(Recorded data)

+---+

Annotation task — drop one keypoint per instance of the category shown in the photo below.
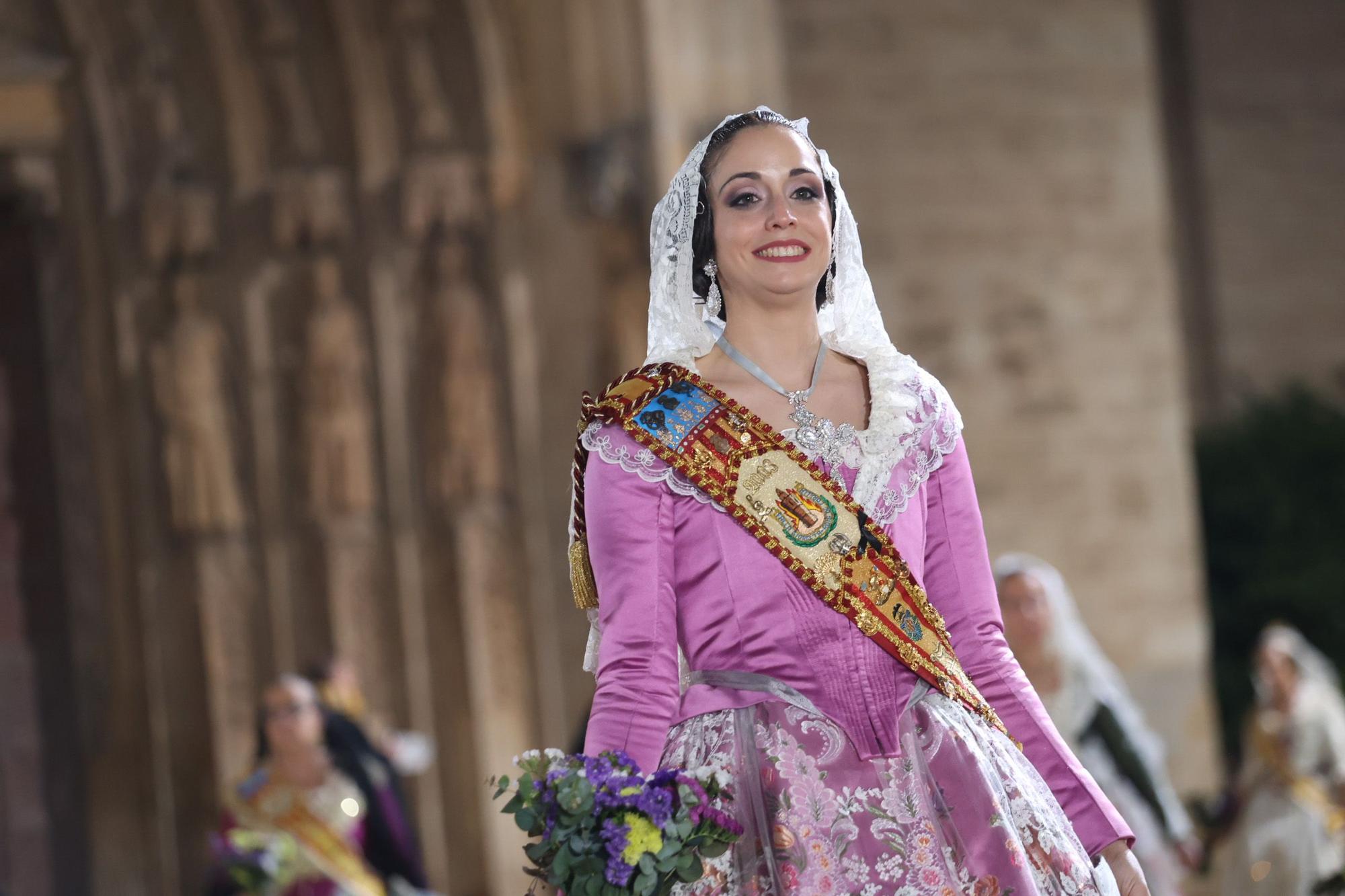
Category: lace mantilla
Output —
(644, 463)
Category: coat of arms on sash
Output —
(789, 505)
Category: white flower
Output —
(890, 866)
(705, 774)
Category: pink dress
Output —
(852, 776)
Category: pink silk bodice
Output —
(673, 569)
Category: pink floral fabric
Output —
(957, 811)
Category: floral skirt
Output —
(958, 811)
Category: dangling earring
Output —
(714, 299)
(829, 290)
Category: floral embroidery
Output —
(839, 823)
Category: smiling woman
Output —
(810, 544)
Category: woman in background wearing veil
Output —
(1291, 790)
(1096, 713)
(777, 537)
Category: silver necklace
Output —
(814, 435)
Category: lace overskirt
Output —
(960, 810)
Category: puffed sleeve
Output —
(630, 538)
(961, 584)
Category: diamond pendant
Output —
(818, 435)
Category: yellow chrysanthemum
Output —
(644, 838)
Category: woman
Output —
(774, 466)
(1292, 784)
(323, 806)
(1091, 706)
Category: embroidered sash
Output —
(1307, 790)
(326, 848)
(789, 505)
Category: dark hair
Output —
(703, 232)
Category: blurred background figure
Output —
(1090, 704)
(1291, 791)
(321, 815)
(338, 685)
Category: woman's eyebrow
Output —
(754, 175)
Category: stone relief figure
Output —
(440, 192)
(469, 389)
(338, 416)
(189, 382)
(310, 208)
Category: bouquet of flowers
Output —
(606, 830)
(259, 861)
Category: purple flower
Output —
(618, 872)
(622, 758)
(657, 803)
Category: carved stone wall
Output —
(1258, 138)
(275, 245)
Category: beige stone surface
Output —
(1268, 106)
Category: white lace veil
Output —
(1315, 667)
(1079, 655)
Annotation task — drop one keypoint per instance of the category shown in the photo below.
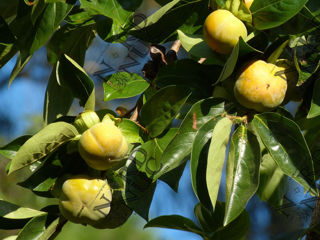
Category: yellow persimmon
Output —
(261, 86)
(85, 200)
(101, 144)
(222, 31)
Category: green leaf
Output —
(196, 46)
(240, 50)
(148, 156)
(287, 146)
(174, 222)
(42, 144)
(70, 40)
(10, 149)
(242, 177)
(73, 77)
(119, 11)
(216, 156)
(159, 111)
(186, 72)
(180, 146)
(41, 227)
(198, 164)
(272, 183)
(58, 99)
(168, 18)
(124, 85)
(315, 103)
(139, 189)
(272, 13)
(11, 211)
(131, 131)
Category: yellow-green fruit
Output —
(222, 31)
(87, 201)
(248, 3)
(102, 144)
(261, 86)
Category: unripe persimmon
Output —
(261, 86)
(102, 144)
(222, 31)
(85, 200)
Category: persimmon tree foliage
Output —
(226, 100)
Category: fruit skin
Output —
(222, 31)
(86, 200)
(248, 3)
(102, 144)
(261, 86)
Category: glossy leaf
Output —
(180, 146)
(11, 211)
(188, 73)
(241, 49)
(124, 85)
(43, 143)
(148, 156)
(196, 46)
(287, 146)
(272, 183)
(315, 104)
(174, 222)
(73, 77)
(168, 18)
(198, 165)
(41, 227)
(159, 111)
(216, 157)
(242, 174)
(139, 189)
(131, 131)
(10, 149)
(269, 13)
(58, 99)
(70, 40)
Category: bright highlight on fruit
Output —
(261, 86)
(103, 143)
(85, 200)
(222, 31)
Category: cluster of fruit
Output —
(260, 85)
(88, 200)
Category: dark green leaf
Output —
(198, 165)
(131, 131)
(196, 46)
(10, 149)
(287, 146)
(272, 13)
(139, 189)
(186, 72)
(73, 77)
(315, 103)
(174, 222)
(273, 182)
(58, 99)
(168, 18)
(242, 177)
(41, 227)
(159, 111)
(148, 156)
(180, 147)
(70, 40)
(124, 85)
(216, 157)
(11, 211)
(43, 143)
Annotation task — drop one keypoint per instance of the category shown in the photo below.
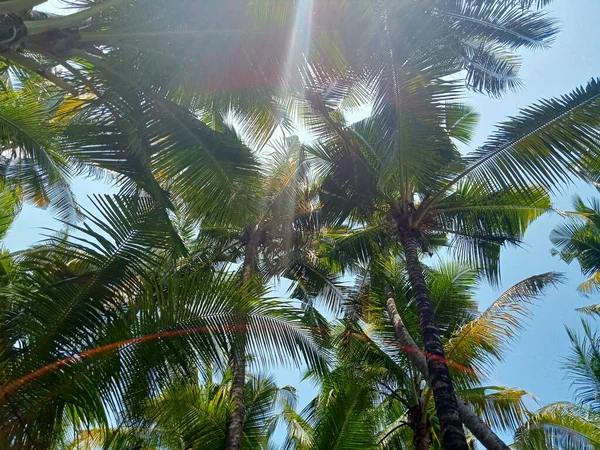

+---+

Work item
The task calls for all records to be set down precisely, excluding any images.

Output of the exercise
Annotation task — drop one keypoint per instance of the category shown in the photo below.
Category: lace mantilla
Output —
(644, 463)
Category: coat of arms on sash
Output —
(789, 505)
Category: white flower
Output —
(890, 866)
(705, 774)
Category: pink dress
Output —
(852, 776)
Category: pink silk bodice
Output —
(673, 569)
Category: pink floral fabric
Output —
(957, 811)
Category: floral skirt
Output —
(958, 811)
Category: dangling earring
Output —
(714, 299)
(829, 290)
Category: floral embroidery
Output —
(839, 823)
Category: smiling woman
Output —
(810, 544)
Category: woman in background wearing veil
Output —
(1291, 790)
(1096, 713)
(777, 537)
Category: silver necklace
Output —
(814, 435)
Category: lace overskirt
Output —
(960, 810)
Category: puffed sleeve
Output —
(630, 538)
(961, 584)
Category: diamond pendant
Output —
(818, 435)
Category: yellow chrysanthemum
Output —
(644, 838)
Category: woman
Output —
(774, 466)
(1292, 784)
(323, 806)
(1091, 706)
Category: embroidered sash
Output —
(1307, 790)
(326, 848)
(789, 505)
Category: dark hair
Output —
(703, 232)
Category: blurred background figure
Output —
(1090, 704)
(1291, 791)
(321, 815)
(338, 685)
Category: woman's eyebrow
Output —
(754, 175)
Category: stone relief figure
Output —
(440, 192)
(469, 389)
(338, 416)
(189, 382)
(310, 208)
Category: bouquet of flowers
Output —
(606, 830)
(259, 861)
Category: purple flower
Output —
(618, 872)
(622, 758)
(657, 803)
Category: carved stone wall
Output —
(1258, 138)
(275, 245)
Category: beige stone surface
Output —
(1268, 106)
Category: white lace veil
Output —
(1315, 667)
(1079, 655)
Annotation task — drop one keypoint per instance of the category shown in the photo below.
Category: yellow persimmon
Output —
(261, 86)
(85, 200)
(101, 144)
(222, 31)
Category: green leaf
Output —
(196, 46)
(240, 50)
(148, 156)
(287, 146)
(174, 222)
(42, 144)
(70, 40)
(10, 149)
(242, 177)
(73, 77)
(119, 11)
(216, 156)
(159, 111)
(186, 72)
(180, 146)
(41, 227)
(198, 164)
(272, 183)
(58, 99)
(168, 18)
(124, 85)
(315, 103)
(139, 189)
(272, 13)
(11, 211)
(131, 131)
Category: yellow-green fruit
Output —
(222, 31)
(87, 201)
(248, 3)
(102, 144)
(261, 86)
Category: unripe persimmon
Output —
(261, 86)
(102, 144)
(222, 31)
(85, 200)
Category: persimmon tree foliage
Output —
(226, 100)
Category: fruit skin
Output —
(222, 31)
(86, 200)
(248, 3)
(102, 144)
(261, 86)
Category: glossy leaf
Output —
(180, 146)
(11, 211)
(188, 73)
(241, 49)
(124, 85)
(43, 143)
(148, 156)
(196, 46)
(287, 146)
(272, 183)
(315, 104)
(174, 222)
(73, 77)
(168, 18)
(198, 165)
(41, 227)
(159, 111)
(216, 157)
(242, 174)
(139, 189)
(131, 131)
(10, 149)
(269, 13)
(58, 99)
(70, 40)
Category: bright highlight on fruit
Output —
(261, 86)
(103, 143)
(85, 200)
(222, 31)
Category: cluster of fruit
Output —
(260, 85)
(88, 200)
Category: dark green leaf
Output —
(198, 165)
(131, 131)
(196, 46)
(10, 149)
(287, 146)
(272, 13)
(139, 189)
(186, 72)
(73, 77)
(315, 103)
(174, 222)
(273, 182)
(58, 99)
(168, 18)
(242, 177)
(41, 227)
(159, 111)
(148, 156)
(180, 147)
(70, 40)
(124, 85)
(216, 157)
(11, 211)
(43, 143)
Annotation task — drop one keypoint per instance of the category shown in the photo below.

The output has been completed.